=== Begin Enclosure ===

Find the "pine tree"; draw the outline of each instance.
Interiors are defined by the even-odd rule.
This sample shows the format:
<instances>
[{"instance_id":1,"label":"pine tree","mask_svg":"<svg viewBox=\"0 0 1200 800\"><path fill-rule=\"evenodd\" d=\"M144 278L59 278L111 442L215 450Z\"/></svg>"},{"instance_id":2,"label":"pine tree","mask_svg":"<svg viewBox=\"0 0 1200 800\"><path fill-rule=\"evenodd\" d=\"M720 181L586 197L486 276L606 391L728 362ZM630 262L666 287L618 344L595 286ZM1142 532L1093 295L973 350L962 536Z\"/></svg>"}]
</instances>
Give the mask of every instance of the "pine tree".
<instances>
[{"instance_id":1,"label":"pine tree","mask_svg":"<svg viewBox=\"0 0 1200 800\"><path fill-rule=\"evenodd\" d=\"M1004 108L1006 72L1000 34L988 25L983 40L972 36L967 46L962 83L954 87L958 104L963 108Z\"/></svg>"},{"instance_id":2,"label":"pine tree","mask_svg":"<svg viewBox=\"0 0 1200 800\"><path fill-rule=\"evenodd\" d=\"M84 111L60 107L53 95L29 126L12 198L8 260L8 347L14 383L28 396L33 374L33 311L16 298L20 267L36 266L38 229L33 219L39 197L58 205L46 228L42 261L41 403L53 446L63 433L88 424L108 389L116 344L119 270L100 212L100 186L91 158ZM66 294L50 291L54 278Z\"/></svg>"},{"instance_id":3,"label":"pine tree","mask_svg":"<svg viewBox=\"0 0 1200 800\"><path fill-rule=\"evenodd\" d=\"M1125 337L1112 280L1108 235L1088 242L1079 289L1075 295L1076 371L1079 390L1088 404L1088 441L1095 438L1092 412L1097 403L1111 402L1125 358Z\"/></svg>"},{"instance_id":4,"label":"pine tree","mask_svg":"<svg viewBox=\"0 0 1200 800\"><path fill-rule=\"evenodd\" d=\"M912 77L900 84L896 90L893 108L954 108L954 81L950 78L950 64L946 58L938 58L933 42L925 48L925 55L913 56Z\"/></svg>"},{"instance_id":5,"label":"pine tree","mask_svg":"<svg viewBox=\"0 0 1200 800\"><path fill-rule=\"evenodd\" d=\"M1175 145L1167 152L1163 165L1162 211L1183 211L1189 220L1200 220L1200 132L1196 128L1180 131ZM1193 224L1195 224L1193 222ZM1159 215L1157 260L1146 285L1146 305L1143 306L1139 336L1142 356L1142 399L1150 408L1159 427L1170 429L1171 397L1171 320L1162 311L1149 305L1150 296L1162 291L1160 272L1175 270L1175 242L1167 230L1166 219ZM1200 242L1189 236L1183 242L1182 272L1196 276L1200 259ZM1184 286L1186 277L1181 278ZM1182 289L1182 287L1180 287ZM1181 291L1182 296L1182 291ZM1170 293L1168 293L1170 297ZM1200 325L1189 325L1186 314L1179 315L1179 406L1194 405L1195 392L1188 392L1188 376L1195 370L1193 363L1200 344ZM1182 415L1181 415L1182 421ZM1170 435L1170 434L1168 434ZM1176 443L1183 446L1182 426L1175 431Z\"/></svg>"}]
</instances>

=== End Enclosure ===

* _Task description_:
Copy the data. Make sure every line matches exactly.

* _Task response_:
Find the "pine tree"; draw the outline of each instance.
Interiors are defined by the even-odd rule.
This sample shows the format:
<instances>
[{"instance_id":1,"label":"pine tree","mask_svg":"<svg viewBox=\"0 0 1200 800\"><path fill-rule=\"evenodd\" d=\"M144 278L59 278L111 442L215 450Z\"/></svg>"},{"instance_id":2,"label":"pine tree","mask_svg":"<svg viewBox=\"0 0 1200 800\"><path fill-rule=\"evenodd\" d=\"M720 181L586 197L486 276L606 391L728 362ZM630 262L666 287L618 344L595 286ZM1142 532L1093 295L973 350L962 536Z\"/></svg>"}]
</instances>
Give the mask of every instance of the "pine tree".
<instances>
[{"instance_id":1,"label":"pine tree","mask_svg":"<svg viewBox=\"0 0 1200 800\"><path fill-rule=\"evenodd\" d=\"M1004 108L1006 72L1000 34L988 25L983 40L972 36L967 46L962 83L954 87L958 104L963 108Z\"/></svg>"},{"instance_id":2,"label":"pine tree","mask_svg":"<svg viewBox=\"0 0 1200 800\"><path fill-rule=\"evenodd\" d=\"M84 111L60 107L53 95L29 126L12 198L8 260L8 347L14 383L28 396L33 374L33 311L16 298L20 267L36 266L38 229L33 219L39 197L58 205L46 228L42 261L41 403L53 446L63 433L88 424L108 389L116 344L119 270L100 212L100 186L91 158ZM66 294L50 291L54 278Z\"/></svg>"},{"instance_id":3,"label":"pine tree","mask_svg":"<svg viewBox=\"0 0 1200 800\"><path fill-rule=\"evenodd\" d=\"M1125 337L1112 280L1108 235L1088 242L1079 289L1075 295L1076 371L1079 390L1088 404L1088 441L1095 438L1092 412L1097 403L1111 402L1125 358Z\"/></svg>"},{"instance_id":4,"label":"pine tree","mask_svg":"<svg viewBox=\"0 0 1200 800\"><path fill-rule=\"evenodd\" d=\"M912 77L900 84L896 90L893 108L954 108L954 81L950 78L950 64L946 58L938 58L933 42L925 48L925 55L913 56Z\"/></svg>"},{"instance_id":5,"label":"pine tree","mask_svg":"<svg viewBox=\"0 0 1200 800\"><path fill-rule=\"evenodd\" d=\"M1175 145L1167 152L1163 165L1162 211L1183 211L1189 220L1200 220L1200 132L1196 128L1180 131ZM1193 224L1195 224L1193 222ZM1159 215L1157 260L1146 285L1146 305L1143 306L1139 336L1142 356L1142 399L1150 408L1159 427L1170 429L1171 397L1171 320L1162 311L1149 305L1150 296L1162 291L1160 272L1175 270L1175 242L1167 230L1166 219ZM1200 242L1189 236L1183 242L1182 272L1196 276L1200 259ZM1184 286L1186 277L1181 278ZM1182 289L1182 287L1180 287ZM1181 291L1182 296L1182 291ZM1170 293L1168 293L1170 297ZM1200 325L1189 325L1186 314L1179 315L1179 406L1194 405L1195 392L1188 392L1188 376L1195 370L1193 363L1200 344ZM1182 415L1181 415L1182 421ZM1170 435L1170 434L1168 434ZM1176 443L1183 446L1182 426L1175 431Z\"/></svg>"}]
</instances>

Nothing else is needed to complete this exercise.